* **STATED EXERCISE**
Set out the data below as a numbered list, leaving out any blank lines.

Start RECORD EXTRACTS

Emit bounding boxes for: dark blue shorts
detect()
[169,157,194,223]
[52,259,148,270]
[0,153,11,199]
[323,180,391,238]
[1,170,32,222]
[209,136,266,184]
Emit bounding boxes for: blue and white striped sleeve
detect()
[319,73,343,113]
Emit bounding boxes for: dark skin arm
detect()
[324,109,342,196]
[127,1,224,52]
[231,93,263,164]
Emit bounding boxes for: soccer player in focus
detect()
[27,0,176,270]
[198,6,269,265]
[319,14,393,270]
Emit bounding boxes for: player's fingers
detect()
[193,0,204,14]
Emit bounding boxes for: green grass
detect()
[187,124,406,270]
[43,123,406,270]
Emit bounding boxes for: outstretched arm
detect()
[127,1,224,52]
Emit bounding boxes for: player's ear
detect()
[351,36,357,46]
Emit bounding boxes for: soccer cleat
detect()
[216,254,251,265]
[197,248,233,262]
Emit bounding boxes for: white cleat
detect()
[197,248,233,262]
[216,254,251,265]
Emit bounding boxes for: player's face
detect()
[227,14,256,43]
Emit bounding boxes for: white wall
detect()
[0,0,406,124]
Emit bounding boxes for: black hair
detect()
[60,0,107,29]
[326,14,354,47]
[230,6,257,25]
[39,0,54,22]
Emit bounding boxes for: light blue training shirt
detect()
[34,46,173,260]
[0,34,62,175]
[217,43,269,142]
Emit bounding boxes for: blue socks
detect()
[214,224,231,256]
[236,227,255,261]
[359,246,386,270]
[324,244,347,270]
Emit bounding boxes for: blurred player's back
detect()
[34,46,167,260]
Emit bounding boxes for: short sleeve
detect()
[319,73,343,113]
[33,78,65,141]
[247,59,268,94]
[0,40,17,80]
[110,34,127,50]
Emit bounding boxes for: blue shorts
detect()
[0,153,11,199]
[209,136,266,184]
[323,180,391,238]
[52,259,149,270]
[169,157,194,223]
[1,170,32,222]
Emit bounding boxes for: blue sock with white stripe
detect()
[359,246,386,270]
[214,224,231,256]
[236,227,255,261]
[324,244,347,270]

End RECORD EXTRACTS

* **FINAL ANSWER**
1. Emit bounding boxes for: dark blue shorts
2. detect()
3. [169,157,194,223]
4. [52,259,148,270]
5. [0,153,11,199]
6. [323,180,391,238]
7. [1,170,32,222]
8. [209,136,266,184]
9. Emit bounding boxes for: blue and white striped sleeve
10. detect()
11. [319,73,343,113]
12. Emit bounding boxes for: dark skin arm
13. detect()
14. [324,109,342,196]
15. [127,1,224,52]
16. [231,93,263,164]
17. Emit bounding boxes for: soccer player in focus
18. detect()
19. [27,0,176,270]
20. [198,6,269,265]
21. [319,14,393,270]
22. Emit bounding boxes for: player's fingers
23. detect()
24. [193,0,204,14]
25. Emit bounding boxes for: green grass
26. detect()
27. [187,124,406,270]
28. [43,123,406,270]
29. Emit bounding boxes for: outstretched arm
30. detect()
31. [127,1,224,52]
32. Emit bounding boxes for: player's ear
33. detect()
34. [351,36,357,46]
35. Emit bounding boxes for: soccer cleat
36. detect()
37. [216,254,251,265]
38. [197,248,233,262]
39. Emit bounding boxes for: white cleat
40. detect()
41. [197,248,233,262]
42. [216,254,251,265]
43. Emit bounding boxes for: player's face
44. detect()
45. [227,14,256,43]
46. Emit bounding boxes for: white wall
47. detect()
48. [0,0,406,124]
49. Emit bounding boxes for: black hair
50. detect()
51. [60,0,107,29]
52. [326,14,354,47]
53. [230,6,257,25]
54. [39,0,54,22]
55. Emit bounding boxes for: light blue training shirt
56. detect()
57. [34,46,173,260]
58. [0,34,62,175]
59. [217,43,269,142]
60. Emit bounding boxes for: blue socks
61. detect()
62. [214,224,231,256]
63. [236,227,255,261]
64. [359,246,386,270]
65. [324,244,347,270]
66. Emit bounding boxes for: blurred player's back
67. detect()
68. [34,46,167,260]
69. Emit bounding boxes for: short sleeve
70. detect()
71. [319,73,343,113]
72. [33,78,65,141]
73. [247,59,268,94]
74. [0,40,17,80]
75. [110,34,127,50]
76. Emit bounding boxes for: blue shorts
77. detect()
78. [0,153,11,199]
79. [209,136,266,184]
80. [323,180,391,238]
81. [52,259,149,270]
82. [169,157,194,223]
83. [1,170,32,222]
84. Emit bounding boxes for: blue sock with white stripe
85. detect()
86. [359,246,386,270]
87. [214,224,231,256]
88. [236,227,255,261]
89. [324,244,347,270]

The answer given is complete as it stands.